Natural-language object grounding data
[Start of section]
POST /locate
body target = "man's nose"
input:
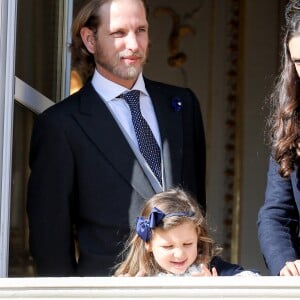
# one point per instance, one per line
(131, 41)
(178, 253)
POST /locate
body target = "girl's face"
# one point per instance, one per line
(175, 249)
(294, 47)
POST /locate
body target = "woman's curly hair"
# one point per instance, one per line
(284, 119)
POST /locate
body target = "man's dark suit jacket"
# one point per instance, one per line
(86, 179)
(278, 219)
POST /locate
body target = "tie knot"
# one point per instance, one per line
(132, 97)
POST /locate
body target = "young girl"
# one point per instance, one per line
(171, 238)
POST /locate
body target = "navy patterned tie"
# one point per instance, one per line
(146, 140)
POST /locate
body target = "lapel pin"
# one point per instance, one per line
(176, 104)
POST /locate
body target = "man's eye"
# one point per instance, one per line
(167, 247)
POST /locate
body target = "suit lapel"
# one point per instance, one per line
(170, 126)
(99, 125)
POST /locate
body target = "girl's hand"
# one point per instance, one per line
(206, 272)
(291, 268)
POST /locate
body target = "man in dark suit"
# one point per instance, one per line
(89, 176)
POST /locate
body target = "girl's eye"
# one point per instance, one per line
(188, 244)
(142, 29)
(167, 247)
(117, 34)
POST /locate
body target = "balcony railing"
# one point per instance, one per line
(264, 287)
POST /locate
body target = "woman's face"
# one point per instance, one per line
(174, 249)
(294, 47)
[End of section]
» WORK REQUEST: Hand back the data above exactly, leaving out all pictures.

» SOLVED EXERCISE:
POST /locate
body target = "man's nose"
input:
# one point per instance, one per line
(131, 41)
(178, 253)
POST /locate
body target = "girl's face"
# one point per instance, one per line
(175, 249)
(294, 47)
POST /locate
body target = "woman's curly hair"
# one point per instance, one per line
(284, 119)
POST /locate
body target = "man's dark suit jacket"
# one point per instance, one per line
(86, 179)
(278, 219)
POST /locate
body target = "tie knot"
# one point per instance, one per line
(132, 97)
POST /locate
body target = "young girl"
# one point per instance, one per line
(171, 238)
POST /locate
body target = "navy patterned tie"
# one point per instance, one per line
(146, 140)
POST /locate
body target = "lapel pin"
# one point per instance, one per line
(176, 104)
POST /locate
body target = "man's eye"
# one point per instance, one per line
(167, 247)
POST /locate
body target = "suit lapel"
# one point per instance, one per line
(170, 126)
(99, 125)
POST /locate
body target = "girl's hand"
# one point per instance, one per line
(206, 272)
(291, 268)
POST /locate
body target = "man in dark suit"
# one point per instance, one per line
(89, 176)
POST /locate
body target = "girl's eye"
# one point per instance, one per line
(188, 244)
(142, 29)
(167, 247)
(117, 34)
POST /locate
body target = "balcony railing"
# one point per instance, one per line
(264, 287)
POST /locate
body target = "woman's face"
# one point per instance, one per line
(174, 249)
(294, 47)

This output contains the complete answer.